━━ Extrait fourni

Travailler à la retraite : entre nécessité et accomplissement
Marché du travail

Travailler à la retraite : entre nécessité et accomplissement

Une étude annuelle de Statistique Canada portant sur les caractéristiques de la population active selon le sexe et le groupe d’âge nous apprend que plus de la moitié (53,2 %) des Canadiens âgés de 60 à 64 ans travaillaient en 2021, comparativement à 34,2 % en 2000. De leur côté, 25 % des 65 à 69 ans travaillaient en 2021 (11 % en 2000) et 7,1 % des 70 ans et plus (3,5 % en 2000).

━━━━
━━ Contenu des données

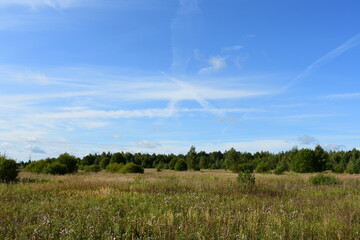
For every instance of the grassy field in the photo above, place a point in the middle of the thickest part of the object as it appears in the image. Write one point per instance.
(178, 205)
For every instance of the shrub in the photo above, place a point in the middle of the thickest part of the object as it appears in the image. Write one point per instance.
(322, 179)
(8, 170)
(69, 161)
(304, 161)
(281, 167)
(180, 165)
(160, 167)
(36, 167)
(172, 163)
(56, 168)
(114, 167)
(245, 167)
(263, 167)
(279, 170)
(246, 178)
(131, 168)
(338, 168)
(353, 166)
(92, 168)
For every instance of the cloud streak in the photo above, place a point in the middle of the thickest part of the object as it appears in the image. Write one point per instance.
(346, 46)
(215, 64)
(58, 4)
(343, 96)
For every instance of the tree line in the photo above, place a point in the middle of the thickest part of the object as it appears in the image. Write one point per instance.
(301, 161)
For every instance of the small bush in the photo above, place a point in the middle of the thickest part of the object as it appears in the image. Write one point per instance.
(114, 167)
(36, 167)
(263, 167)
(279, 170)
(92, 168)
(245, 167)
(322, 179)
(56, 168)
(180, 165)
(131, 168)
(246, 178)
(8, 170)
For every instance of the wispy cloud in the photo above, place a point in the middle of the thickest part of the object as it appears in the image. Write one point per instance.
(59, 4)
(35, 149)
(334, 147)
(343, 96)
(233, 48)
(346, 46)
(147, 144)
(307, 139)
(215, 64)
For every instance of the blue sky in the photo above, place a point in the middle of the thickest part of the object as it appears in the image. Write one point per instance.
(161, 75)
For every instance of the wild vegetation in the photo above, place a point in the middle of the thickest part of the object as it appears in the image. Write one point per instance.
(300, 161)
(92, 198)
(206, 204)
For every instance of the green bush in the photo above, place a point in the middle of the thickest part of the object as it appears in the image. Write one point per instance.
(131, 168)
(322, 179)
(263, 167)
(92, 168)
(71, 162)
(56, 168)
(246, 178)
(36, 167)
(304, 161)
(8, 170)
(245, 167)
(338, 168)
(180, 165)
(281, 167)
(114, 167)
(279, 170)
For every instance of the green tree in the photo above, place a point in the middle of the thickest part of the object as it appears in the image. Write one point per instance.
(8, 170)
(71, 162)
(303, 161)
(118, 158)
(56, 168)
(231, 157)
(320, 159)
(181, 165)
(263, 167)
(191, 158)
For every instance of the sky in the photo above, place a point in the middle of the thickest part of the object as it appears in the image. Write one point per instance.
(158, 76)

━━━━
━━ Contenu des données

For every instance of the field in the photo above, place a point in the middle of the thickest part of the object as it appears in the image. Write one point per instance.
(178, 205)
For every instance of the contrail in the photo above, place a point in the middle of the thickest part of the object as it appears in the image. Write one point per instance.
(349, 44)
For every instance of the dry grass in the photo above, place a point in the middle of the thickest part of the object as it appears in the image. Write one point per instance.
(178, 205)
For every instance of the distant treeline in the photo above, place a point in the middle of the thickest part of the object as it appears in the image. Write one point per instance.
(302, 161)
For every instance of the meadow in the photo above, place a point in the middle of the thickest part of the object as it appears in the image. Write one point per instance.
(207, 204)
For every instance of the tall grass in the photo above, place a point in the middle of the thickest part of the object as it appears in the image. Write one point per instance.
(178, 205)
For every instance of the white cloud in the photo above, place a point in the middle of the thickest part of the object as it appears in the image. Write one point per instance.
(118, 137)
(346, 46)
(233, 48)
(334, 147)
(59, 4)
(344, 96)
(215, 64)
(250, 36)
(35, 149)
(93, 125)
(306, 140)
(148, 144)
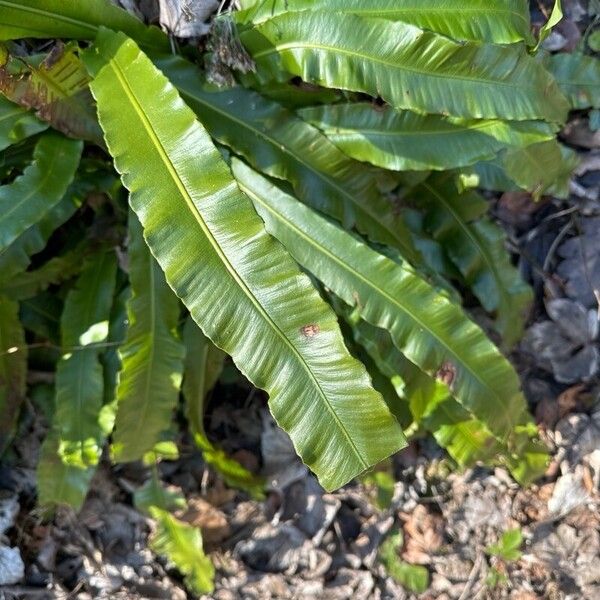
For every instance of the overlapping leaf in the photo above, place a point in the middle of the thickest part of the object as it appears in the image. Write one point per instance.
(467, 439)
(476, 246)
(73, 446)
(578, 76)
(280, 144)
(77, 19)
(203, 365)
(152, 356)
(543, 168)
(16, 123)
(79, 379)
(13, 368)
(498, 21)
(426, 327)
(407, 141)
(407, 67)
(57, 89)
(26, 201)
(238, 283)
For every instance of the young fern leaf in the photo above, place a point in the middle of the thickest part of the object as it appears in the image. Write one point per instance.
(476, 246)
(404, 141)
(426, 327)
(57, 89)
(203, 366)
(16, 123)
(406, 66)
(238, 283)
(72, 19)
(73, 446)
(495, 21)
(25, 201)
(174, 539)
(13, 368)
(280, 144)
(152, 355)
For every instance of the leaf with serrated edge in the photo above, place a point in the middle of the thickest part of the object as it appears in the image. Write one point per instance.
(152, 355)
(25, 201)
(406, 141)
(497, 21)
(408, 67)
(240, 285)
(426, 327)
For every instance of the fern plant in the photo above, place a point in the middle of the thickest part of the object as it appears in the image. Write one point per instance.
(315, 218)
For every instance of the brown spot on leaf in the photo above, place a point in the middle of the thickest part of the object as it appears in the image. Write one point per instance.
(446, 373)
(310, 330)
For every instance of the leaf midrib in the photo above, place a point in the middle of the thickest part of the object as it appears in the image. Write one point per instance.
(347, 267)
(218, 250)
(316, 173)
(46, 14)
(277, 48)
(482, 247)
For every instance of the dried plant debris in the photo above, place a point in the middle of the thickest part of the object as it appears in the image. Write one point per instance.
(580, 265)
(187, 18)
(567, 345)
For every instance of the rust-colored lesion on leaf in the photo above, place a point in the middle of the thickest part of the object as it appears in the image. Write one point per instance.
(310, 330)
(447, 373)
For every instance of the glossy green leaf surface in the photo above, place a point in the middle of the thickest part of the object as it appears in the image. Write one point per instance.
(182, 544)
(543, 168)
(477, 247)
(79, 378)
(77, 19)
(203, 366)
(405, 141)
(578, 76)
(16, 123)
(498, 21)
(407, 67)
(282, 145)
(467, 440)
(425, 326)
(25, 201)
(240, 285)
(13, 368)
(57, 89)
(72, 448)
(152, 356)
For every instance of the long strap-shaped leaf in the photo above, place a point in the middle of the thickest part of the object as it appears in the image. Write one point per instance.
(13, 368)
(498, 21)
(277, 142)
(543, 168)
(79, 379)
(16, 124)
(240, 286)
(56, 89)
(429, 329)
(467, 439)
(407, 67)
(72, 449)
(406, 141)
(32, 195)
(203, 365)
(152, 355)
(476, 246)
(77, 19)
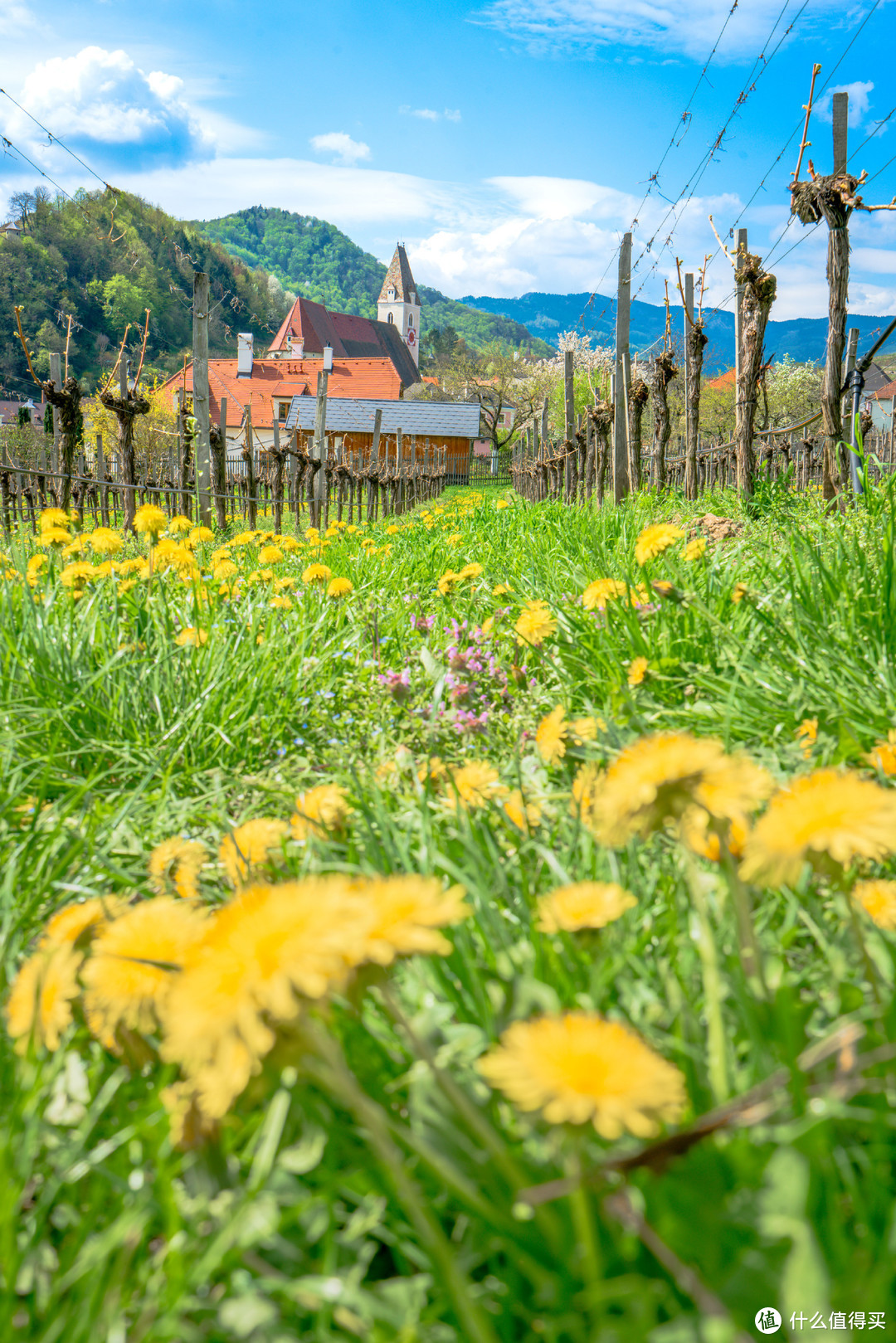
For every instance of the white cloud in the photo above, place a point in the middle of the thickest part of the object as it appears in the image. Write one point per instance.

━━━━
━━ Contenu des données

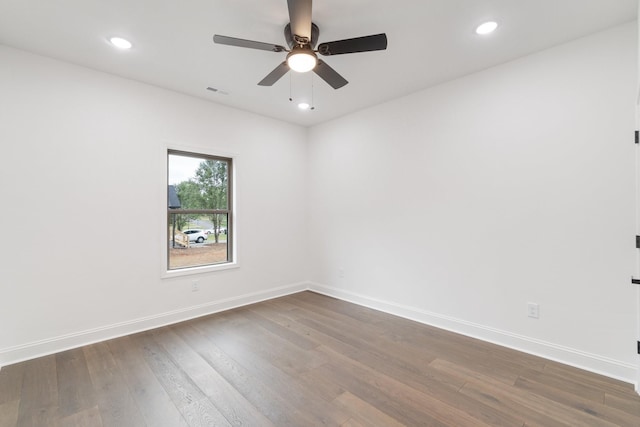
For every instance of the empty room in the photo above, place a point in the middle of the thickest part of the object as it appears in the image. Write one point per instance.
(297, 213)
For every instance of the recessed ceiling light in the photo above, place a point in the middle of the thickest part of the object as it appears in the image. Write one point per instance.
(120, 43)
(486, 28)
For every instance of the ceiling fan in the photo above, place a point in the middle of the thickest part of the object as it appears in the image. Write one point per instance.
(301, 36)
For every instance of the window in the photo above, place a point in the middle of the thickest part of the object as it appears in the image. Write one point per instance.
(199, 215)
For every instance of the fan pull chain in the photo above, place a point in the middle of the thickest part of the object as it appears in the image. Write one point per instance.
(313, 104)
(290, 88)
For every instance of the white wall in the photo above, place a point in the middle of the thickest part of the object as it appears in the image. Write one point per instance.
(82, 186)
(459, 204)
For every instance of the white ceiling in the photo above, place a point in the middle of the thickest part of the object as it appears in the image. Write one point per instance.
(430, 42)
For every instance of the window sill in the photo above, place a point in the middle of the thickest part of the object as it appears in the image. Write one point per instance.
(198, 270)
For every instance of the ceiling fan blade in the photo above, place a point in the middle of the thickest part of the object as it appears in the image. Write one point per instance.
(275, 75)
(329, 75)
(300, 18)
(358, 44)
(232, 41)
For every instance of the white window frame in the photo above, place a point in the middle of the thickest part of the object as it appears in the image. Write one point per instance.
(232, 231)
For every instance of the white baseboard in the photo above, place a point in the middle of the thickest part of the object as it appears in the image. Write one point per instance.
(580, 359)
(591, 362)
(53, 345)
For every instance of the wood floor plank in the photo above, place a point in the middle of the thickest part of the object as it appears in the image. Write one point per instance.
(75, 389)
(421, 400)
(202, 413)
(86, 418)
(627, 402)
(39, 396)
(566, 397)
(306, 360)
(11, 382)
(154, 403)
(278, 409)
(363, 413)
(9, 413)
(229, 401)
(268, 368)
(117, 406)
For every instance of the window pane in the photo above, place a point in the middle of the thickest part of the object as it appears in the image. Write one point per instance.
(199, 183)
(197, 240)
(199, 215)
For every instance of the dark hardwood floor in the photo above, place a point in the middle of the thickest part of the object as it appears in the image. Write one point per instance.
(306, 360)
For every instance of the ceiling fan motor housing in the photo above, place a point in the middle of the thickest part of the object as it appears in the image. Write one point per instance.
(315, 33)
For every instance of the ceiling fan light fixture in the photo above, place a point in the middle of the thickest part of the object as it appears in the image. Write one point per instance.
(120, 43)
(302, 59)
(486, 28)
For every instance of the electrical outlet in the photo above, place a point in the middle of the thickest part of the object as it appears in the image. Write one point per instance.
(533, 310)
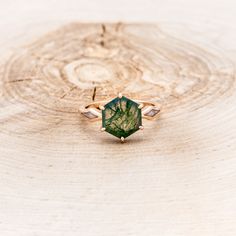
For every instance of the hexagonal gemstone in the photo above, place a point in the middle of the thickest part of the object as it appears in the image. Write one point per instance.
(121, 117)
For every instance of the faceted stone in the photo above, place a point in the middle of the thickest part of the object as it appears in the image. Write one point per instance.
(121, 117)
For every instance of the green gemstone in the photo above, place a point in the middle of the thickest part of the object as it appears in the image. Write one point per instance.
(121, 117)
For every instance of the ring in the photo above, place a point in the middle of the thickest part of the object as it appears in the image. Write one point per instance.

━━━━

# Questions d'étude
(a) Indiquez si chacun des énoncés suivants concorde avec l'extrait sur le travail à la retraite, en répondant par oui ou par non et en citant les mots décisifs du texte : (i) en 2021, plus de la moitié des Canadiens de 60 à 64 ans travaillaient ; (ii) en 2000, 25 % des 65 à 69 ans travaillaient ; (iii) l'étude citée provient de l'Institut de la statistique du Québec.
(b) Poursuivez l'extrait sur le travail à la retraite à partir de sa dernière phrase.
Les enregistrements constituent un matériau distinct, sans lien avec l'extrait sur le travail à la retraite.

# Réponses par tâche
(a)
(i) Oui : « plus de la moitié (53,2 %) des Canadiens âgés de 60 à 64 ans travaillaient en 2021 ».
(ii) Non : « 25 % des 65 à 69 ans travaillaient en 2021 (11 % en 2000) ».
(iii) Non : « Une étude annuelle de Statistique Canada ».

(b)
Si la majorité des gens attendent la retraite avec impatience pour se reposer enfin et s’adonner à des activités de loisir, ce n’est donc pas le cas de tous. Plusieurs ne s’arrêtent pas, par choix, quitte à se redéployer dans une carrière correspondant mieux à leurs aspirations et à leur âge alors que d’autres travaillent par nécessité financière. Les uns et les autres réalisent que la retraite, pourtant idéalisée, ne leur permet plus de combler tous leurs besoins, financiers, intellectuels, sociaux ou relationnels. Parfois, ils opteront pour un emploi-passerelle, le temps de s’adapter à leur nouvelle vie. 

J’aime dire que la retraite est une nouvelle et formidable proposition de vie dont il faut profiter amplement.

Il est temps de rapatrier les compétences, les connaissances et les expériences acquises au fil du temps, et parfois d’en acquérir d’autres, tout en abandonnant les contraintes, les exigences et les responsabilités excessives que le travail imposait jusque-là.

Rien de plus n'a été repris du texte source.